■ Task to complete
Return all of the records below verbatim, line for line.

+++ Task input

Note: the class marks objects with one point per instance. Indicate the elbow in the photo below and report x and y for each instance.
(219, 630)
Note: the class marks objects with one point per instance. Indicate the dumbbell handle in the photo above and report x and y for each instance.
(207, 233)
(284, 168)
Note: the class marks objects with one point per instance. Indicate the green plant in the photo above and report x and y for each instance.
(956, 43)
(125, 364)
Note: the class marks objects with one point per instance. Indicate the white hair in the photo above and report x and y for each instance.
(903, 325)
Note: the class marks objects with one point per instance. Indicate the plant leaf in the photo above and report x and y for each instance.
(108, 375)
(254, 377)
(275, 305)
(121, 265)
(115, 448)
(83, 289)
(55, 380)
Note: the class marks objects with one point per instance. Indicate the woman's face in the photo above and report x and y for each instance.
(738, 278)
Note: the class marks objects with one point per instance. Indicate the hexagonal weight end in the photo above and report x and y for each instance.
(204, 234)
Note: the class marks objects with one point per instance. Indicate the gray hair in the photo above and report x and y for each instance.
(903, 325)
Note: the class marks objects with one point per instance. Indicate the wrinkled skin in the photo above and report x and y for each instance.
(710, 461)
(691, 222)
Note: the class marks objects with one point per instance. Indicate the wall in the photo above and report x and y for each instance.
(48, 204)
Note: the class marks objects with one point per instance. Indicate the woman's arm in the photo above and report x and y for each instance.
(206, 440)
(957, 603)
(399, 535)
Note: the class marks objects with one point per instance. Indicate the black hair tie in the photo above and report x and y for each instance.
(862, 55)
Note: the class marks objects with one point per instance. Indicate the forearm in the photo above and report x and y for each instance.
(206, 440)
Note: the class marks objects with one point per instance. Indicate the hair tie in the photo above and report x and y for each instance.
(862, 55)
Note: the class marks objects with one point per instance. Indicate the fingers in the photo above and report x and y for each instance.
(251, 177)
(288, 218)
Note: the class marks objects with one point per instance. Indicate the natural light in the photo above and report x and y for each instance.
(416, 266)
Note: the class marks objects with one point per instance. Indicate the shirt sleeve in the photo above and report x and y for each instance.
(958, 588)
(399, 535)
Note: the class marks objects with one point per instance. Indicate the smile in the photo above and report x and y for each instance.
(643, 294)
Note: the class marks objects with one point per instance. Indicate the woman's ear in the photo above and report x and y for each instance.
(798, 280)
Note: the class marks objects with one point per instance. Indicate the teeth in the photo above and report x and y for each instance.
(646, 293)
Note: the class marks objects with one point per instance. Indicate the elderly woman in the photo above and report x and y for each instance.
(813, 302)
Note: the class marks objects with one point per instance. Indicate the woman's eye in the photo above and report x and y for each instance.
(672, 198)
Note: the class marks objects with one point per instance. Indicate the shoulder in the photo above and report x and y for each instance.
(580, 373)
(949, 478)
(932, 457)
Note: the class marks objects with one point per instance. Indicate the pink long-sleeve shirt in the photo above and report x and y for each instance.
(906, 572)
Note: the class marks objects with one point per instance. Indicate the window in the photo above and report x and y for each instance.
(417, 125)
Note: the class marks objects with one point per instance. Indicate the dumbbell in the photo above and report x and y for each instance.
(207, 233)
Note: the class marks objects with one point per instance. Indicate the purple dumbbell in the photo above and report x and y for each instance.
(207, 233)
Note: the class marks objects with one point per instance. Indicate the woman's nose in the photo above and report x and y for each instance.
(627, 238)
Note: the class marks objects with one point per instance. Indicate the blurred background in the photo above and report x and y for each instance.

++++++

■ Solution for this problem
Note: the class marks objects with one point per instance. Indicate the elbow in the photo below and report x and y for each instance.
(219, 630)
Note: the class marks objects with one point per instance. Indicate the dumbbell handle in the photo above and report x and y for each instance.
(207, 233)
(284, 168)
Note: the class marks objects with one point per instance. Indicate the green plant in the photo above and report x and y for each instance.
(956, 43)
(125, 364)
Note: the class marks objects with one point per instance. Indicate the white hair in the photo above and report x and y for each instance.
(903, 325)
Note: the class marks objects with one point per instance. Indicate the plant leaf in the photo above and report x and y for each instance.
(108, 375)
(254, 377)
(275, 305)
(121, 265)
(115, 448)
(83, 289)
(55, 380)
Note: the class marks objects with one point per instance. Indicate the woman's face in the photo above and report x and y for each instance.
(738, 278)
Note: the class marks objects with one point per instance. Indicate the hexagonal weight end in the photo above and report x and y for each instance.
(204, 234)
Note: the class marks objects with one point per instance. Indicate the gray hair in the photo above and report x and y for each instance.
(903, 325)
Note: the class marks objects with one point per instance. Indicate the wrinkled skin in the photo above and report x and y for each instance.
(710, 461)
(691, 222)
Note: the class marks objects with one point per instance. Indicate the wall in the photo above and report x and y for each instance.
(48, 204)
Note: the class marks objects with one point per instance. Indicate the woman's arm in the photo above and report x and y for each instance.
(206, 440)
(957, 603)
(399, 535)
Note: the class marks objects with one point per instance. Indicate the black hair tie in the photo above and report x and y for each instance.
(862, 55)
Note: the class marks objects with one point per instance. Indicate the forearm in the photo above and report x and y for each instance.
(206, 440)
Note: the class marks objects with one point per instance. Indicate the hair tie in the photo above and report x and y for each instance.
(862, 55)
Note: the class marks objects with one point per instance. Indicate the fingers in the photo above and report x and y for each instance.
(251, 177)
(288, 218)
Note: the class marks objects with one point per instance. Indicate the natural light in the photo above and report x and y for each instance.
(416, 266)
Note: the class marks objects with one point per instance. Indicate the shirt sleeve in the photo above and report x and y for each instance.
(958, 588)
(399, 535)
Note: the class marks objects with one point per instance. Indicate the smile in the photo above and report x and y for each instance.
(643, 294)
Note: the class marks objects with one point per instance. Indicate the woman's ear in the photo above and report x and y for each instance.
(798, 280)
Note: the class marks objects with one point per instance. Indicate the teeth in the photo above and report x and y for each instance.
(646, 293)
Note: the class marks objects with one point per instance. Indicate the elderly woman in the photo above and report x and y for each instance.
(813, 302)
Note: the class marks objects with one point per instance. Indicate the woman's eye in the photo above and report x and y for each instance.
(672, 198)
Note: the class marks objects with one point per instance. Indicate the shoulder in the photo above and report x and y for each instance.
(580, 373)
(949, 478)
(932, 457)
Note: the class marks objects with one point per instance. Indicate the pink long-sleeve shirt in the photo above and report x and y for each instance.
(906, 572)
Note: the class marks objects with one point per instance. Indicate the window in the photo above and report x and y for each instance.
(417, 125)
Note: the class marks objects with one point per instance. Indicate the dumbbell in the photo above and report x and y for each instance.
(207, 233)
Note: the class marks objects with one point per instance. Indicate the purple dumbbell in the photo above and report x and y for each instance.
(207, 233)
Note: the class marks objects with one point per instance. Indicate the woman's nose in the photo above and report x and y for each instance.
(627, 238)
Note: the class marks objects with one point per instance. Indicate the blurred background in the photo above and report x and y for each instance.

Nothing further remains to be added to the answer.